TASK REQUIREMENTS: Copy out the listing below line for line, changing nothing.

Pointing entries for labeled objects:
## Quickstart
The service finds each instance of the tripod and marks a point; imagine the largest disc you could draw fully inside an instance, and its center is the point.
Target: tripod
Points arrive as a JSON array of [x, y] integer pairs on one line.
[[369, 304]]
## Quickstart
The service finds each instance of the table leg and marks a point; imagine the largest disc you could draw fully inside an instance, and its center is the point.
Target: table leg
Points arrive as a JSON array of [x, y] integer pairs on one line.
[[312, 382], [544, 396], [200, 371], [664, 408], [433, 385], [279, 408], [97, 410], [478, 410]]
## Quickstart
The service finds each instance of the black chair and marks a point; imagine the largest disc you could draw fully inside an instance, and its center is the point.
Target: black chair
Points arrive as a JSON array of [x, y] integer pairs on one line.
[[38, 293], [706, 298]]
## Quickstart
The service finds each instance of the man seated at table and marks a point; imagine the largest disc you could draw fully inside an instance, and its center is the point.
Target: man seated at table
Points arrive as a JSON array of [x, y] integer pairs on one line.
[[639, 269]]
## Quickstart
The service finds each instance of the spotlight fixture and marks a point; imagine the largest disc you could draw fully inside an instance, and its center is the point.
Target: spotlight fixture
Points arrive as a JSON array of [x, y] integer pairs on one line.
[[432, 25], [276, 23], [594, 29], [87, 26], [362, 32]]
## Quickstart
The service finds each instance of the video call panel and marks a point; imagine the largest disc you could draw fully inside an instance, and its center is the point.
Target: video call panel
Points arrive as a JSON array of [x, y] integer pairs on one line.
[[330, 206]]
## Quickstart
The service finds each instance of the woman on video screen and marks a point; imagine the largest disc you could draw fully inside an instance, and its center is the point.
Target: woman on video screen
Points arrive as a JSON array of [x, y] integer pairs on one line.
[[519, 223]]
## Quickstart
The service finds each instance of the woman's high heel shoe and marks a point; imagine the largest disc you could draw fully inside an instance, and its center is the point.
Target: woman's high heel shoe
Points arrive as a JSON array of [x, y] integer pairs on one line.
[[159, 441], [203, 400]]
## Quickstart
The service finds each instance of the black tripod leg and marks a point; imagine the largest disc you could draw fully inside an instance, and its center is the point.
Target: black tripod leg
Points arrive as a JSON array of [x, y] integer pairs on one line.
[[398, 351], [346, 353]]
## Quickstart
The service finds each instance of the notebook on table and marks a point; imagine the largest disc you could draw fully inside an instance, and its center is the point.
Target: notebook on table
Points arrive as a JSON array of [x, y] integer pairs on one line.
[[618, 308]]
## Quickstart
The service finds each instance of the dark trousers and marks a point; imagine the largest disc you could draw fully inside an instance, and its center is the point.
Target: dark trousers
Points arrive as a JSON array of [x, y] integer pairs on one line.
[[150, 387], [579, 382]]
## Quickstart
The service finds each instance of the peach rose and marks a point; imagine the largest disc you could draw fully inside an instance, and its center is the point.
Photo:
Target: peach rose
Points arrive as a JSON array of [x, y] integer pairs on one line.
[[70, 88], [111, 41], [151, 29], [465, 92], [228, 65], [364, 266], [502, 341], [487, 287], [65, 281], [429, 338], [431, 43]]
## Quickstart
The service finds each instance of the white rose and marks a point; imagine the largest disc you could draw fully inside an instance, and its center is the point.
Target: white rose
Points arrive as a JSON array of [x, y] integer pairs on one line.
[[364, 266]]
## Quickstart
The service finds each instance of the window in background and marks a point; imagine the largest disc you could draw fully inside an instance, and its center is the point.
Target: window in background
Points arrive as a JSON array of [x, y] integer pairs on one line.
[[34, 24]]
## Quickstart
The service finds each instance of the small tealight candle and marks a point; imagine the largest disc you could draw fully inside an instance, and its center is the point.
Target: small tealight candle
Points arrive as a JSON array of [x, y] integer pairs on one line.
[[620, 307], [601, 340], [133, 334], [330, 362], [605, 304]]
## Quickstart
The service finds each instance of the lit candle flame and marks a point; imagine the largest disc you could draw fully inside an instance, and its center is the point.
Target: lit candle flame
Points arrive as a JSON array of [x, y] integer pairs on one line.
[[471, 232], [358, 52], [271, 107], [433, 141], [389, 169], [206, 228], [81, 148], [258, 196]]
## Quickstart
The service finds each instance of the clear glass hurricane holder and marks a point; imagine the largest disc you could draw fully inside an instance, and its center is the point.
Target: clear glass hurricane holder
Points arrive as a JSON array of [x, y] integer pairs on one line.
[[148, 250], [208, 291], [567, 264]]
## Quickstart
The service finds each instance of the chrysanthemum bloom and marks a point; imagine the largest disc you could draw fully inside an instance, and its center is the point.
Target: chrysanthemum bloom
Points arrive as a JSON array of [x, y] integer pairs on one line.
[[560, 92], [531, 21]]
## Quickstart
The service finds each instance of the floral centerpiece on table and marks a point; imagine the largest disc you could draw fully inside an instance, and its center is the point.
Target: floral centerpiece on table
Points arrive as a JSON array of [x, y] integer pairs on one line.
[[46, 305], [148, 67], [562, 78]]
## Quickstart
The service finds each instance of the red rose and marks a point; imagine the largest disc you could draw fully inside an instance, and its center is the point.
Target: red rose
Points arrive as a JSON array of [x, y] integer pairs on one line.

RIGHT ANSWER:
## Quickstart
The service finds each instance of the tripod and marks a point; imagine the largest disc you could draw fully inside an instance, and its center is the point.
Target: tripod
Points arrive as a JSON array of [x, y] integer pairs on one line.
[[369, 304]]
## Quickstart
The service finds each instance of the table leg and marks a point; imagine the largest disc you could draw fully inside an instance, and its center is the point.
Target: table leg
Points arrive as a JSON array of [x, y] integer pairs on one line.
[[312, 382], [544, 396], [200, 371], [664, 408], [433, 385], [279, 408], [97, 410], [478, 410]]
## Quickstart
The service finds each instance of the black chair and marks a point; imagine the largest disc you could draw fully inside an instance, and its center is the point.
Target: black chair
Points arrive as a JSON array of [x, y] integer pairs on one line.
[[38, 293], [706, 298]]
## Quickstart
The service finds each instance of the man seated at table and marks a point; imagine the largest disc you could draw fully inside an instance, and its center is the point.
Target: man seated at table
Points arrive as a JSON array of [x, y] integer pairs on one line.
[[639, 269]]
## Quickstart
The service finds each instance of the spotlight fixture and marks a point; imagine the largest disc you could draw fully inside an instance, and its center is the point.
Target: spotlight fixture
Points arrive as a JSON array of [x, y] integer pairs on one line.
[[432, 25], [276, 23], [594, 29], [87, 26], [362, 32]]
## Quickstart
The service finds each instance of the video call panel and marks a point; imagine the largest disc you could draw fully inside an instance, and its center is the point.
Target: video call panel
Points arrive as a JSON array of [x, y] integer pairs on one line.
[[330, 206]]
## Quickstart
The service finds each instance of the woman on video screen and marks a point; imagine the largest disc you could draw fully inside an instance, and its center is the point.
Target: woman on video screen
Points arrive as a JSON array of [x, y] integer pairs on one line.
[[519, 223]]
## Quickstart
The service finds each instance of the woman's high heel shoe and marks a point; imagine the largest disc you could draw fully inside an instance, and its center is the point.
Target: woman's high heel shoe
Points arrive as a JSON array of [x, y] integer pairs on one line.
[[159, 441], [203, 400]]
## Quickstart
The service finds each instance of the black tripod leg and marks a point; imagine the largest disc you could draw fully inside an instance, and its center is the point.
Target: black tripod leg
Points arrive as a JSON array of [x, y] integer pairs on one line.
[[398, 351], [346, 353]]
## Quickstart
The service finds each instance of the notebook on table and marks a point; imagine the largest disc you could draw fully inside an instance, and its center is the point.
Target: notebook on table
Points arrive as a JSON array of [x, y] integer pairs on one line.
[[618, 308]]
## Quickstart
The service finds each instance of the dark trousers and marks a point; imagine the largest disc you could draw fully inside an instance, and its center is the point.
Target: dark trousers
Points arrive as a JSON array of [x, y] integer pairs on one line.
[[150, 387], [579, 382]]
## Quickstart
The service finds each instance of the peach rose and marks a point; imagine the largest disc you could draw fully inside an instance, and its center is the point.
Photo:
Target: peach rose
Points arrive as a JSON array of [x, y] integer pairs on one line.
[[70, 88], [111, 41], [151, 29], [465, 92], [228, 65], [364, 266], [502, 341], [487, 287], [65, 281], [429, 338], [431, 43]]
## Quickstart
The service finds each instance of the white rose and marks a point; imagine the largest disc you could draw fully inside an instance, and its center is the point.
Target: white rose
Points arrive as a JSON array of [x, y] integer pairs on one line.
[[364, 266]]
## Quickstart
The service finds each instance of the window in background and marks a point; imagine the largest disc you could draw fully inside an instance, and its center is the point.
Target: window in background
Points arrive as a JSON array of [x, y] integer pairs on one line.
[[34, 24]]
## Quickstart
The service finds each instance of the small tealight candle and marks a point; imagine the largest disc you could draw fully inside an instance, and its center is the point.
Target: small tealight candle
Points arrive as a JSON array of [x, y] integer pairs on one line.
[[620, 307], [601, 340], [133, 334], [330, 362], [605, 304]]
## Quickstart
The service finds each instance of the lit candle flame and marks a point; imagine the largest disc you could draw fully inside an instance, and its center is the point.
Target: lit candle flame
Points arrive as a JSON array of [x, y] integer pairs on one line.
[[471, 232], [358, 52], [271, 107], [433, 141], [389, 169], [206, 228], [81, 148], [258, 196]]
## Quickstart
The service finds each instance of the clear glass hurricane holder and marks a point; imagine the largest disc you could draw fully inside an instance, and its center is the point.
Target: clear glass hurricane holder
Points arrive as a JSON array of [x, y] integer pairs on one line.
[[148, 250], [208, 291], [567, 264]]
## Quickstart
The service finds each instance of the chrysanthemum bloom and marks a point; imagine the largest disc you could draw fully inside an instance, and its center is the point.
Target: chrysanthemum bloom
Points arrive as a JSON array of [x, y] integer pairs on one line.
[[560, 92], [531, 21]]
## Quickstart
The service finds each instance of the floral centerpiece on table and marks a point; imagine the largest disc you could draw fully inside an instance, and its center is the point.
Target: floral centerpiece on table
Points arrive as a JSON array of [x, y] integer pairs on one line.
[[46, 305], [148, 67], [562, 78]]
## Quickstart
The service finds each instance of the red rose and marks a point; imagine the largest disc you could draw fully inside an instance, and its center is the point.
Target: red rose
Points arrive as a JSON array of [x, y] integer pairs on one line.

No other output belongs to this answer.